## start Input data
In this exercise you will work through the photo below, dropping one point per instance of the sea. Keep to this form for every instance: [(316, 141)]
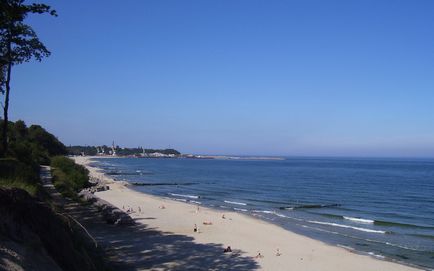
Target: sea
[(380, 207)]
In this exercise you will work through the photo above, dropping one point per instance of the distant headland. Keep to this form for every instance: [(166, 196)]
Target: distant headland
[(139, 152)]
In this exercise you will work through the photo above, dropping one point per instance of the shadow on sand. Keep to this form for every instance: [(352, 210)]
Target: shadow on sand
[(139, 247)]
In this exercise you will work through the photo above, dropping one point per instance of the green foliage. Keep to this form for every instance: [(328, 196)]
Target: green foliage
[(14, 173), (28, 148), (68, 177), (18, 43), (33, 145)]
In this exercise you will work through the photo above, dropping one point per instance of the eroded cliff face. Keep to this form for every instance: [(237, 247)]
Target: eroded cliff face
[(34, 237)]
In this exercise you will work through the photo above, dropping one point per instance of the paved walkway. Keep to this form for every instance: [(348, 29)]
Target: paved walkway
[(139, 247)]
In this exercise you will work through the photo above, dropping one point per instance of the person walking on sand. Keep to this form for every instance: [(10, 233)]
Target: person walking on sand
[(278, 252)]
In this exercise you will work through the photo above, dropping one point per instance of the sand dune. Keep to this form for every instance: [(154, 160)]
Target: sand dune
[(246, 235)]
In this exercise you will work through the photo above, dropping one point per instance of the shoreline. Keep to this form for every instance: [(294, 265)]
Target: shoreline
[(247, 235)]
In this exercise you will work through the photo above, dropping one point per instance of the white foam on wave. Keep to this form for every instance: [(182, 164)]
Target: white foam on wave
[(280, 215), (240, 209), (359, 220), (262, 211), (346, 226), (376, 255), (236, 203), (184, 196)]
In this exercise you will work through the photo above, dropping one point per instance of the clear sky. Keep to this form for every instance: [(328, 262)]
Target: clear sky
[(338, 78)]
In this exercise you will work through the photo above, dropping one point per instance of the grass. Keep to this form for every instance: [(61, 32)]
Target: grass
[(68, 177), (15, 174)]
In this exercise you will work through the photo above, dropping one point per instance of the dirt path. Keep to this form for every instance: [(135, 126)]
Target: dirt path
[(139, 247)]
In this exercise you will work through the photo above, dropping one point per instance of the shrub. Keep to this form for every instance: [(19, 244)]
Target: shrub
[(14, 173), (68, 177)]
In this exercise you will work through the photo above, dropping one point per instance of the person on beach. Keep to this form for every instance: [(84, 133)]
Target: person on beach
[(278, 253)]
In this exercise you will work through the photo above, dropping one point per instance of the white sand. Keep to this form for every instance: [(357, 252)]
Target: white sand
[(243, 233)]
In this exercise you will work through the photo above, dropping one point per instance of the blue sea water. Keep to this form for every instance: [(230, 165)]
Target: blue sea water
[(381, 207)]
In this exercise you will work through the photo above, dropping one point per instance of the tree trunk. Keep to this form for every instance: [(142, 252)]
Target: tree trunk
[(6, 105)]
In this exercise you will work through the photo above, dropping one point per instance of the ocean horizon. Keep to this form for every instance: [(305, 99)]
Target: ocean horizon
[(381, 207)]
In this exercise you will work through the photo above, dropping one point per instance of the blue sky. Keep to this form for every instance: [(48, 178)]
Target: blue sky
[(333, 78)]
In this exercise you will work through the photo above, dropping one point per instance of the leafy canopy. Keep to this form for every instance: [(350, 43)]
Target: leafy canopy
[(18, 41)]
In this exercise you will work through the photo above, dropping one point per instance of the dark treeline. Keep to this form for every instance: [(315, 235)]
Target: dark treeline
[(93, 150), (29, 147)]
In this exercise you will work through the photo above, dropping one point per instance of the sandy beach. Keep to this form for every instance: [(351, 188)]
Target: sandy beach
## end Input data
## start Input data
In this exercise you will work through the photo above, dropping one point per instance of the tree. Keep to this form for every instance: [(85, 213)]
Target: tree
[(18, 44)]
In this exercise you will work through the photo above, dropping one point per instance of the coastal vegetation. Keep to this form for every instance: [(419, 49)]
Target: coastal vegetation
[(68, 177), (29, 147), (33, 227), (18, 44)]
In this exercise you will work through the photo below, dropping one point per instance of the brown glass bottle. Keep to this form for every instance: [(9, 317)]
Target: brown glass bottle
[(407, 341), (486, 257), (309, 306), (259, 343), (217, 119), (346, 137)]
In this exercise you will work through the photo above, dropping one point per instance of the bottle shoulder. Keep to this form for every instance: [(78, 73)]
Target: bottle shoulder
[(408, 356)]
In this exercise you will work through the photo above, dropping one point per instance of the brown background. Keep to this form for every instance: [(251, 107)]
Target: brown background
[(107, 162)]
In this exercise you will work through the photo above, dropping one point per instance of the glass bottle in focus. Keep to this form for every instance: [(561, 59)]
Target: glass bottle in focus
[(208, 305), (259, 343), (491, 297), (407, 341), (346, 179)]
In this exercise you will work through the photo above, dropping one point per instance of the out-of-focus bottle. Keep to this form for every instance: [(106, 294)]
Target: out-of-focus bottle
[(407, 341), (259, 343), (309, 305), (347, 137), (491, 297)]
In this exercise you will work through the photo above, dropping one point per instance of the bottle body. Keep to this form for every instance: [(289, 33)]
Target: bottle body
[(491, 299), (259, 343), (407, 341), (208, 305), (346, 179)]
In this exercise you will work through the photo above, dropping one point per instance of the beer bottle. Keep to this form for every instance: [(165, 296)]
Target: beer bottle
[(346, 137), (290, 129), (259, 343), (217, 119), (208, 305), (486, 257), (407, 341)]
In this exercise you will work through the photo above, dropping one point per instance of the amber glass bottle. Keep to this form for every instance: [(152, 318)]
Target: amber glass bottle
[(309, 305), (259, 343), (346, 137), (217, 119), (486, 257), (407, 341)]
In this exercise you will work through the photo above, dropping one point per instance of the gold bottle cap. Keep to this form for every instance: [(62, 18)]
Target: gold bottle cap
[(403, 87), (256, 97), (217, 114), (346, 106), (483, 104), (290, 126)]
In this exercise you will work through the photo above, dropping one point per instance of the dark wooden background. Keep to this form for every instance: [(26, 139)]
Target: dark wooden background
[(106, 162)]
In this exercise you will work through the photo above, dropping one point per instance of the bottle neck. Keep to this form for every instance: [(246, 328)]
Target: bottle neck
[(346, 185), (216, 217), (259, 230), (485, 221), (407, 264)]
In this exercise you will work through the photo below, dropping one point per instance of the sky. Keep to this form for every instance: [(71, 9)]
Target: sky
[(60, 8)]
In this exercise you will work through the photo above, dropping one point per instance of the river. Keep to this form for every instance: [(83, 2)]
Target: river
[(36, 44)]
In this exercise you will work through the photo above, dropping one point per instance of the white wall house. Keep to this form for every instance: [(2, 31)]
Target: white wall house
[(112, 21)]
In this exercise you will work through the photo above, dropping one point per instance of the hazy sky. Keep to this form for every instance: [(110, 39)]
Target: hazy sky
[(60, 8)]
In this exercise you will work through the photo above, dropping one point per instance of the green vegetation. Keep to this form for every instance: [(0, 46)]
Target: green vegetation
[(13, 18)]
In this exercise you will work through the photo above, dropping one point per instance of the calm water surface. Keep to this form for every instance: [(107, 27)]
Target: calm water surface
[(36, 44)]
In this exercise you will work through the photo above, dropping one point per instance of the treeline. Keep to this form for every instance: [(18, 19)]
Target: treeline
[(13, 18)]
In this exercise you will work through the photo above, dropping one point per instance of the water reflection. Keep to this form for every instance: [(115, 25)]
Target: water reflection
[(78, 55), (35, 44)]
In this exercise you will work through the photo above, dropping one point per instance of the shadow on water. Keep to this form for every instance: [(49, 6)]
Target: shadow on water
## end Input data
_Exercise_
Put the items from the line holding "instance: [(152, 318)]" through the line holding "[(346, 185), (216, 217), (259, 230), (485, 221), (407, 264)]", inclusive, into a two-column CSV with the columns item_text and answer. Give one row per item, with each value in a single quoted field and line breaks turned into spaces.

_Output below_
item_text,answer
"In this exercise you will work through the photo above, dropping one point per instance of the amber glass bottle. Keep to this form for every instance: [(152, 318)] Target: amber glass bottle","[(309, 305), (259, 343), (346, 137), (217, 119), (486, 257), (407, 341)]"
"In this exercise you will work through the photo above, dropping one point per instance of the gold bottle cap. Keep to this form for every instance: [(62, 18)] Target: gold bottle cap","[(403, 87), (256, 97), (217, 114), (346, 106), (483, 104), (290, 126)]"
"In this exercise you will work through the photo above, dropping one point per instance of the dark wooden background. Keep to this form for every instance: [(26, 139)] Target: dark wooden background","[(106, 162)]"
"In this exercise you will work through the photo above, dropping one point per instance of the bottle neck. Keep to this form for every instance: [(246, 328)] Target: bottle neck","[(346, 185), (216, 217), (259, 230), (485, 221), (407, 264)]"